## Source text

Many Native people feel that "disinternment stops the spiritual journey of the dead, causing the affected spirits to wander aimlessly in limbo."
"These affected spirits can wreak havoc among the living, bringing sickness, emotional distress, and even death," Riding In said.
Navajo, Apache, Pawnee and other tribes believe that anyone that disrupts a grave is an "evil, profane, and demented individual who plans to use the dead as a means of harming the living."
Reburial within Mother Earth enables those spirits to continue their journeys.
Thomas Jefferson, before becoming the third president, took a lead in unearthing Indian graves in the name of science.
In his "Notes on the State of Virginia," Jefferson admits excavating for the sake of curiosity an Indian burial site in Virginia where about 1,000 human remains were interned.
Riding In said regardless of Jefferson’s attempt to understanding Indian people, he remains a "racial imperialist," a person who philosophized against slavery and owned slaves.
Further, Jefferson was architect of the Indian removal policy, a disastrous program that uprooted and relocated tens of thousands of eastern Indians to west of the Mississippi River between the 1810s and 1850s.
With Indian people removed from their ancestral lands, grave looters robbed tribal graves and carried away the contents.
"Jefferson’s diggings had lasting ramifications. Jefferson gave an illusion of morality to the expropriation of contents from Indian graves," Riding In said.
Further, generations looked upon Jefferson with admiration.
And while non-Indians are quick to bring to justice the perpetrators of the Holocaust in Europe, they turn a blind eye to the Holocaust carried out by their own ancestors.
The Catholic Church’s beatification of Father Junipero Serra disgusted California Mission Indians, who knew him as an enslaver of Indians.
Serra’s missions were no more than concentration camps. Brutal slave labor, starvation and disease killed all but a fraction of the Native population.
California Mission Indians denied archaeologists permission to study the remains of individuals who died while in Serra’s missions.
From these tragedies, the Indian burial rights movement was born in the 1970s. The Native American Rights Fund emerged as a fighter for burial rights and repatriation.
But the movement carried a stronger message: Indians are part of humankind and deserve to be treated as such.
Walter Echo-Hawk pointed out that while religious concerns are important, the major issue is equality under the law.

## What is being asked
Continue the passage on Native American burial rights, starting right after its final sentence about Walter Echo-Hawk.

## Supplied data
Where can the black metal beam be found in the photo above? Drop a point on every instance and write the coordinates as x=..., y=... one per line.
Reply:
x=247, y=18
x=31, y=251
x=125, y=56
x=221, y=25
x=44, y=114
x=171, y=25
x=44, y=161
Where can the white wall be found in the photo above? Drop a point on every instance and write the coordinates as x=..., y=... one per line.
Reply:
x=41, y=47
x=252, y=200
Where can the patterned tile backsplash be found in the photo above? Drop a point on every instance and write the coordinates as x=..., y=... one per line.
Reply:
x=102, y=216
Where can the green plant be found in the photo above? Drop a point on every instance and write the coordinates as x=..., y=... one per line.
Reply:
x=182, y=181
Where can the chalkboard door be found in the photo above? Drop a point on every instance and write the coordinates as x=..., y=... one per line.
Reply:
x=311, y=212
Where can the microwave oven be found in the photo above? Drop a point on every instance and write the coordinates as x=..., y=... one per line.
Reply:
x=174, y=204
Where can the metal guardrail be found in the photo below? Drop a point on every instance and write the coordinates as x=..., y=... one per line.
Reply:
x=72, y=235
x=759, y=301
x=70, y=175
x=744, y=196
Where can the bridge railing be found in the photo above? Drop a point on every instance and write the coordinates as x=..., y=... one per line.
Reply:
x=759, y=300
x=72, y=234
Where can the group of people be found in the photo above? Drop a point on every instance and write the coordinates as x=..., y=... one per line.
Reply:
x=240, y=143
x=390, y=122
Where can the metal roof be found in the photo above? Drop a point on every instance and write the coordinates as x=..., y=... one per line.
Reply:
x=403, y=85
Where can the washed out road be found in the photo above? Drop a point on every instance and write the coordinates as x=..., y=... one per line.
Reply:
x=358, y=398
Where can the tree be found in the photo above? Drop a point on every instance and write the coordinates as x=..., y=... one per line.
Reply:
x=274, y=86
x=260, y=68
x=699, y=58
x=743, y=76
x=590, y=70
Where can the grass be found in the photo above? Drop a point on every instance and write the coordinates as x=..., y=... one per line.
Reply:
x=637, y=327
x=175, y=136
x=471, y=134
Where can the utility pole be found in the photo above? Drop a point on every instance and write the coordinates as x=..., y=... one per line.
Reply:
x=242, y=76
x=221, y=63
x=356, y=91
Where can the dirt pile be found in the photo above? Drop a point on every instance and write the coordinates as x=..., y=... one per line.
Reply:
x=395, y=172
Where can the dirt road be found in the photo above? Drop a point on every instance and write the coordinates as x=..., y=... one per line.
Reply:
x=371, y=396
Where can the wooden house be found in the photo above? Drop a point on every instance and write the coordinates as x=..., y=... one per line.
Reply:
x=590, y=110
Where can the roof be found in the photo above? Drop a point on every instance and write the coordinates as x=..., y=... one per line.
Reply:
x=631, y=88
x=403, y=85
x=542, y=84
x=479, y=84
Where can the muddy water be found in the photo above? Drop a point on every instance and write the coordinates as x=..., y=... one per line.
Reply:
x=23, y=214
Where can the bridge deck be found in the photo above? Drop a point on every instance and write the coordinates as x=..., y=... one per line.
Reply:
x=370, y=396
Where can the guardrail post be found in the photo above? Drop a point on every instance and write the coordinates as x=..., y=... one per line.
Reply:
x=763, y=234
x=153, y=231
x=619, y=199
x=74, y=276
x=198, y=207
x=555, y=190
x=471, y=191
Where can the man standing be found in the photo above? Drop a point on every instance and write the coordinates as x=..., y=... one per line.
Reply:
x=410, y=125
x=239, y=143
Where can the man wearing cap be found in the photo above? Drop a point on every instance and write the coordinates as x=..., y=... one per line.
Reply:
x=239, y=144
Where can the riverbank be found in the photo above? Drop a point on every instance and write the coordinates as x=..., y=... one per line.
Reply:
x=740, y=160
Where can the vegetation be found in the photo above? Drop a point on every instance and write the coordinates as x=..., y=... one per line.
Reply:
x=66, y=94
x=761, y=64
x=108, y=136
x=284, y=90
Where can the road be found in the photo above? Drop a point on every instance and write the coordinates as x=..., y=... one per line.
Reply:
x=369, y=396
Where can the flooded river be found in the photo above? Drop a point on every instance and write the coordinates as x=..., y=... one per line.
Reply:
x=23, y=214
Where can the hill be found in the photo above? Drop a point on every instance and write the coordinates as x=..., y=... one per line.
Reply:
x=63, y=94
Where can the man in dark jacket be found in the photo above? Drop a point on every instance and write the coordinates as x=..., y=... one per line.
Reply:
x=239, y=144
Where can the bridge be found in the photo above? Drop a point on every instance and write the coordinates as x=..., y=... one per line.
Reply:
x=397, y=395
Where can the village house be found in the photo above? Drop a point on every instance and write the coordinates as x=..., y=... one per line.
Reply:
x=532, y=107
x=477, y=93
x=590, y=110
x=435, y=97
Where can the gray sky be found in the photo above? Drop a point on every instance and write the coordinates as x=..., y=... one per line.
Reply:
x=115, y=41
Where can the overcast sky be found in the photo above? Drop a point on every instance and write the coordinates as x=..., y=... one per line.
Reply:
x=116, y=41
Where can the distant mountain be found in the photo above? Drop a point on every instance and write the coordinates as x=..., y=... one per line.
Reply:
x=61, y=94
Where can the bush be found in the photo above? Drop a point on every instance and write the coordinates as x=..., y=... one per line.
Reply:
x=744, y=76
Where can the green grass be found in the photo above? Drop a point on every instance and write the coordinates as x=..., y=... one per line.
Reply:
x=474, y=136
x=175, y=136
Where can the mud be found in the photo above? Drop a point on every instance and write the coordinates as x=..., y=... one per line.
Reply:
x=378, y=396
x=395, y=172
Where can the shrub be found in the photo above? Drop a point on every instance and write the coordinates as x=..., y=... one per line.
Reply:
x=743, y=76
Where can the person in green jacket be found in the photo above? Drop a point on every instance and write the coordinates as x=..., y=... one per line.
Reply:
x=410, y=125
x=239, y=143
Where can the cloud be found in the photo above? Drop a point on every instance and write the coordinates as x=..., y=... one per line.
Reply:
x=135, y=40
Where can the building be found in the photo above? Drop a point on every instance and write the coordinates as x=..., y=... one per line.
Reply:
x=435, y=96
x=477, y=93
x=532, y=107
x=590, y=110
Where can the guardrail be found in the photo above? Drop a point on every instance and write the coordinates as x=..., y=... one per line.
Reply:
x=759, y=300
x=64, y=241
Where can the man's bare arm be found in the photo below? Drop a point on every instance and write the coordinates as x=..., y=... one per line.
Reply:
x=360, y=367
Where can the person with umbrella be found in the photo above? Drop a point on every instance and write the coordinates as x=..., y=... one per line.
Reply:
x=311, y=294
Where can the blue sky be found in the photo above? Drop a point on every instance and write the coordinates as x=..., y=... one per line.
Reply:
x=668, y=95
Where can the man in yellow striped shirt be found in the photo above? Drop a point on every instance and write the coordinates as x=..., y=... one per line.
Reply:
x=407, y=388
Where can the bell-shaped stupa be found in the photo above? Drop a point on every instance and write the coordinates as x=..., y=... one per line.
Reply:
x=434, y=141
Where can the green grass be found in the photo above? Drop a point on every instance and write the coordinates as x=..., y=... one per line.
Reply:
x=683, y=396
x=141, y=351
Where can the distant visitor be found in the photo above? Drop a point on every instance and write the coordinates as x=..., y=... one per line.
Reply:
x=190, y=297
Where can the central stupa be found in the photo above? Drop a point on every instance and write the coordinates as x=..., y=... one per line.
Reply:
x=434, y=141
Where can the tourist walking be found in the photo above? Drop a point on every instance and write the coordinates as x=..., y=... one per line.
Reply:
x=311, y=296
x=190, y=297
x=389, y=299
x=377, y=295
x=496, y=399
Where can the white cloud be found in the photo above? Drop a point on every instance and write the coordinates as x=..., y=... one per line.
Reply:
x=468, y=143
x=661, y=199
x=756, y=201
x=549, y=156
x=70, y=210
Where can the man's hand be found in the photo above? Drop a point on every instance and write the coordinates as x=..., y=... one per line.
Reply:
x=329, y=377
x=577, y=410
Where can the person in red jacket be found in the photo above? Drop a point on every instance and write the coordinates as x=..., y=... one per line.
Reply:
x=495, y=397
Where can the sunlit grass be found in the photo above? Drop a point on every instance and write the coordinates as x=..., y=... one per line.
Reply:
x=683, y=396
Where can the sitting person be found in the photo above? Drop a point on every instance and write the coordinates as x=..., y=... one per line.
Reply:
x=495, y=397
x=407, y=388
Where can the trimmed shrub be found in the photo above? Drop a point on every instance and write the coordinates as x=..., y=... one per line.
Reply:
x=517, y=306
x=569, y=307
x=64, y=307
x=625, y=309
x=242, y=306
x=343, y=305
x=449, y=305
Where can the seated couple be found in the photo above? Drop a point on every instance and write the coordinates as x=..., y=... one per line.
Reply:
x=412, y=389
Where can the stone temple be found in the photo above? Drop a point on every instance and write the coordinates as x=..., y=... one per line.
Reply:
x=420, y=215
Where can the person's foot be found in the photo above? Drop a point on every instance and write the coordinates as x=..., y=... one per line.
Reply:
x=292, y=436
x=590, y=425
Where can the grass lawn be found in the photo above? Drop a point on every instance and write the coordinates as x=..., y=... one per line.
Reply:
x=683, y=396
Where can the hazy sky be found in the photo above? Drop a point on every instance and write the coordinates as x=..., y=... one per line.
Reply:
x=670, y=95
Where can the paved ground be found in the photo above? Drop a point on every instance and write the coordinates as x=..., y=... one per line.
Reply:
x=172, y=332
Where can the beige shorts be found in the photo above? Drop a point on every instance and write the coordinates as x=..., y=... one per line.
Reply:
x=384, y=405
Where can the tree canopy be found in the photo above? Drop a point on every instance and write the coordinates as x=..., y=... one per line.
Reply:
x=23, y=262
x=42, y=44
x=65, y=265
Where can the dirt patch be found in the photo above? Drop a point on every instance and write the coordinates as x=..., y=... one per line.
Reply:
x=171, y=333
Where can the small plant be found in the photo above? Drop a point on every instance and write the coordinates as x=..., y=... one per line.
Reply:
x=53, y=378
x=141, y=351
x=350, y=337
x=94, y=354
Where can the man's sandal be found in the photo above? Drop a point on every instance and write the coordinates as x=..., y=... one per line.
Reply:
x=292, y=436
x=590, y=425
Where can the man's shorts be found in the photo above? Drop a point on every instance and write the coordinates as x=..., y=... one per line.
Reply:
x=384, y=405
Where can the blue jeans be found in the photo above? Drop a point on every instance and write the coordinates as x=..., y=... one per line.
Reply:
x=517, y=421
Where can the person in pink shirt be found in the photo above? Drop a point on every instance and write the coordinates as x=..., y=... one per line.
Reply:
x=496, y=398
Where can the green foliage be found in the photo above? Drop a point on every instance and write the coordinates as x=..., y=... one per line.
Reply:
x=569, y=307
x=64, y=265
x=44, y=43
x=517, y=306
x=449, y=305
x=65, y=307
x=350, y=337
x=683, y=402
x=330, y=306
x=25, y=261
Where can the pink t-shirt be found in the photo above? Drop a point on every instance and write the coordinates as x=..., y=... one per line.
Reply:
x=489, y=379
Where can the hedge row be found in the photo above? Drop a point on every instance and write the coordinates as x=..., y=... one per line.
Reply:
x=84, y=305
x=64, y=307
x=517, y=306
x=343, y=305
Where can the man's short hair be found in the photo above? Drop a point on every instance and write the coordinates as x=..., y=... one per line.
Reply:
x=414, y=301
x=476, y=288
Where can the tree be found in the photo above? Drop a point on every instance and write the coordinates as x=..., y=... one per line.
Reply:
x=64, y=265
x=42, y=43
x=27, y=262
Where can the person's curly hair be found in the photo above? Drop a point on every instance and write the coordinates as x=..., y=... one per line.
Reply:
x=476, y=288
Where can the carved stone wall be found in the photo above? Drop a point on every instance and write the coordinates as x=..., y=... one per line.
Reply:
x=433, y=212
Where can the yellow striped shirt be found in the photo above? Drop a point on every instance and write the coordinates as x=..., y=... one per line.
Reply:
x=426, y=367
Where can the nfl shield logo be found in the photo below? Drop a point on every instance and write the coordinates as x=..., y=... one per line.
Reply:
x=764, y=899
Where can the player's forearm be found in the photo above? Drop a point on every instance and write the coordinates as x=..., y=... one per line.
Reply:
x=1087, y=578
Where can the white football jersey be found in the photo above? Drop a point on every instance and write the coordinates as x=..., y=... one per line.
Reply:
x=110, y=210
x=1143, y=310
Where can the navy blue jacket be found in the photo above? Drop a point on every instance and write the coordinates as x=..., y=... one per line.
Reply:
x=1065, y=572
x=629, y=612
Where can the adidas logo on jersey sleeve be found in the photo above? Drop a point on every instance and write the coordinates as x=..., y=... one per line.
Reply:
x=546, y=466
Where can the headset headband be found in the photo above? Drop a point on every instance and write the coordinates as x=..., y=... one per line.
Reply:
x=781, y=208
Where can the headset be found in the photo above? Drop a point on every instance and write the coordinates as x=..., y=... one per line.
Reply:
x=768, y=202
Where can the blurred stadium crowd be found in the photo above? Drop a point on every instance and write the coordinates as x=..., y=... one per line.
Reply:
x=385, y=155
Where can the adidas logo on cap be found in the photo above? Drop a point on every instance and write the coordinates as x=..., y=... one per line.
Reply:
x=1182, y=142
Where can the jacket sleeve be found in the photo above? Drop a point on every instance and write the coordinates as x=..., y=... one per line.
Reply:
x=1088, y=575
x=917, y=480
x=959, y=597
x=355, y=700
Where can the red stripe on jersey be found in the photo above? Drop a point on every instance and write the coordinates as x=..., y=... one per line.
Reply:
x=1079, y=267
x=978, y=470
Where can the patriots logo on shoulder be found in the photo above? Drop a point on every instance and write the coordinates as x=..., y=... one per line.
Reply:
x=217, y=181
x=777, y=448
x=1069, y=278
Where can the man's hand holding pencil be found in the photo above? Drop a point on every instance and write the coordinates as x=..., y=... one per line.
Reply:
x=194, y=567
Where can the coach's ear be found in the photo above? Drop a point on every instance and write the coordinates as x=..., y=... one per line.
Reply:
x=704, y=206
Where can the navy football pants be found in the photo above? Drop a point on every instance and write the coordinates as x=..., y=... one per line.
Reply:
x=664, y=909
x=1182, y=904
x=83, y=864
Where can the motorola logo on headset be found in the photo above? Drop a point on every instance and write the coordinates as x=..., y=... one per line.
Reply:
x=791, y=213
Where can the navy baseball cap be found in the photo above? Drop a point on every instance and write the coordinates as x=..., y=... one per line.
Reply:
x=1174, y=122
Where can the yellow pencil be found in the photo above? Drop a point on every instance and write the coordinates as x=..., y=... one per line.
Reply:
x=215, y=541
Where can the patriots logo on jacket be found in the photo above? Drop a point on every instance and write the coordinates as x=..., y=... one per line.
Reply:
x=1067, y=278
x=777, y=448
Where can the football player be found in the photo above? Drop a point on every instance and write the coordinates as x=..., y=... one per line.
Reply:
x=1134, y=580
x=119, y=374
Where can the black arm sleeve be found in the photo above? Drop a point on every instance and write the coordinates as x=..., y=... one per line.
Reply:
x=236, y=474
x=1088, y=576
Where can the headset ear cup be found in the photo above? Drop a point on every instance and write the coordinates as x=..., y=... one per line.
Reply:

## Task response
"Indians, as members of the human race and the United States, should receive the same burial protection taken for granted by every other racial and ethnic group," Riding In said.
State laws are often racist in nature, often charging a person looting an Indian grave with a misdemeanor while charging those who commit the same crime against a marked cemetery with a felony.
The Native American Graves Protection and Repatriation Act, passed by Congress in 1990, makes it a crime to disturb graves on federal and tribal lands and makes it a crime to sell human remains.
But, the federal law requires the victims -- Indian people -- to bear the cost of reburying their dead, rather than those who committed the crimes – archaeologists, museum curators, physical anthropologists and others.
Riding In said legislation should address two issues: Should scholars use information gained through the theft of human remains; should universities and libraries pull from their shelves research based on immoral acts.
Those immoral acts were committed against individuals, families and communities.
Harry Coons, a Skidi Pawnee from Oklahoma visited a site in Nebraska in 1896 where he had lived as a boy. Coons discovered the gravesites of his sisters had been pillaged.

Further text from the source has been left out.